Turn the data below into a numbered list with one item per line, and leave out any blank lines.

### DATA FOR THIS TASK
- - - -
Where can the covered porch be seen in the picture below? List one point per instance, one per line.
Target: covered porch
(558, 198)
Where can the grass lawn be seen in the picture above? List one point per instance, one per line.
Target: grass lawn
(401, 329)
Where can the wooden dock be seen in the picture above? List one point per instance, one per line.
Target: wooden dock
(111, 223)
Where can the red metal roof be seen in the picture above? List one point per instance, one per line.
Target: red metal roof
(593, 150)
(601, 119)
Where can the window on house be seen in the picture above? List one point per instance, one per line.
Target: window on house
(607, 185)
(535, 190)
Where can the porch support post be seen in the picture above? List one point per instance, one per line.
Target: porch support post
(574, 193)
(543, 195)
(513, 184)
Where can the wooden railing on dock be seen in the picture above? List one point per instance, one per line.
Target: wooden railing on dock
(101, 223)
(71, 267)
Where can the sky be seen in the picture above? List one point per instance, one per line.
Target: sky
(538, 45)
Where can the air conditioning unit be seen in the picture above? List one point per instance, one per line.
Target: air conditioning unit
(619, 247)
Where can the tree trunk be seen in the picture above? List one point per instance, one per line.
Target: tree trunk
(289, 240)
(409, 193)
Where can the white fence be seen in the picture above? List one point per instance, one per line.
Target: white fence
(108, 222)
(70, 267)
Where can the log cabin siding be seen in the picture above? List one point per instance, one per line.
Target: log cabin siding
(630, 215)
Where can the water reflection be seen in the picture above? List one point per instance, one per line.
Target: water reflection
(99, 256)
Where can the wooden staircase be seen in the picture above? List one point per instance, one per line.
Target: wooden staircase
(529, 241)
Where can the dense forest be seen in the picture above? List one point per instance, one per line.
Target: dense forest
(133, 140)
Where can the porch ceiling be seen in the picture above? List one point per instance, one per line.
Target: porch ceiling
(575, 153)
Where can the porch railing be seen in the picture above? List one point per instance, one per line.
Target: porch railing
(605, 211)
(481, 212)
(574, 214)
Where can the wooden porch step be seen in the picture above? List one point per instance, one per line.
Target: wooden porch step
- - - -
### THE SOLUTION
1. Where can the covered porch be seen in the picture below? List one point per instance, one per line.
2. Target: covered porch
3. (558, 198)
4. Where can the grass lawn be seen in the picture above? List one point per instance, one per line.
5. Target: grass lawn
6. (401, 329)
7. Where can the wooden dock be seen in the picture above? List one point per instance, one per line.
8. Target: wooden dock
9. (111, 223)
10. Where can the red metal roof be seen in the picture above? List one point per instance, one per line.
11. Target: red metal roof
12. (593, 150)
13. (601, 119)
14. Where can the window on house be seen in the picture above? List one point per instance, one per line.
15. Target: window on house
16. (607, 185)
17. (535, 190)
18. Where can the porch support post be seen in the picture above? List one point per instance, one per line.
19. Target: porch support post
20. (574, 193)
21. (543, 195)
22. (513, 184)
23. Where can the wooden railing on dock be seen in the picture above? List one point per instance, one per line.
24. Target: wooden railing on dock
25. (101, 223)
26. (71, 267)
27. Where can the sky be seen in the picture above? List one point per instance, one per line.
28. Target: sky
29. (538, 45)
30. Where can the air conditioning unit be seen in the picture above? List one point per instance, one per line.
31. Target: air conditioning unit
32. (619, 247)
33. Where can the tree trunk be seen in the picture above? List one point per instance, one per line.
34. Target: tree trunk
35. (289, 240)
36. (409, 193)
37. Where can the white fence be seen in the picture above? List one point per instance, one per line.
38. Target: white fence
39. (108, 222)
40. (70, 267)
41. Where can the log cabin siding be seen in the picture above? List one point per instance, one per line.
42. Target: log cabin siding
43. (630, 215)
44. Where can the water reflection be seen in the picture above? List one point per instance, one per line.
45. Target: water reflection
46. (99, 256)
47. Where can the wooden staircase be seen in the picture above? List one point per instance, one per line.
48. Target: wooden staircase
49. (529, 241)
50. Where can the dense forest be seen in the picture above? List one point per instance, one per line.
51. Target: dense forest
52. (133, 140)
53. Where can the porch ceiling be seen in the picture above? List one point per instance, one per line.
54. Target: porch ceiling
55. (575, 153)
56. Where can the porch railing be seen in the picture above? List one point per instance, one per line.
57. Target: porch railing
58. (605, 211)
59. (481, 212)
60. (574, 214)
61. Where can the wooden porch step be seen in the picture above? List one point per instance, one per line.
62. Target: wooden porch step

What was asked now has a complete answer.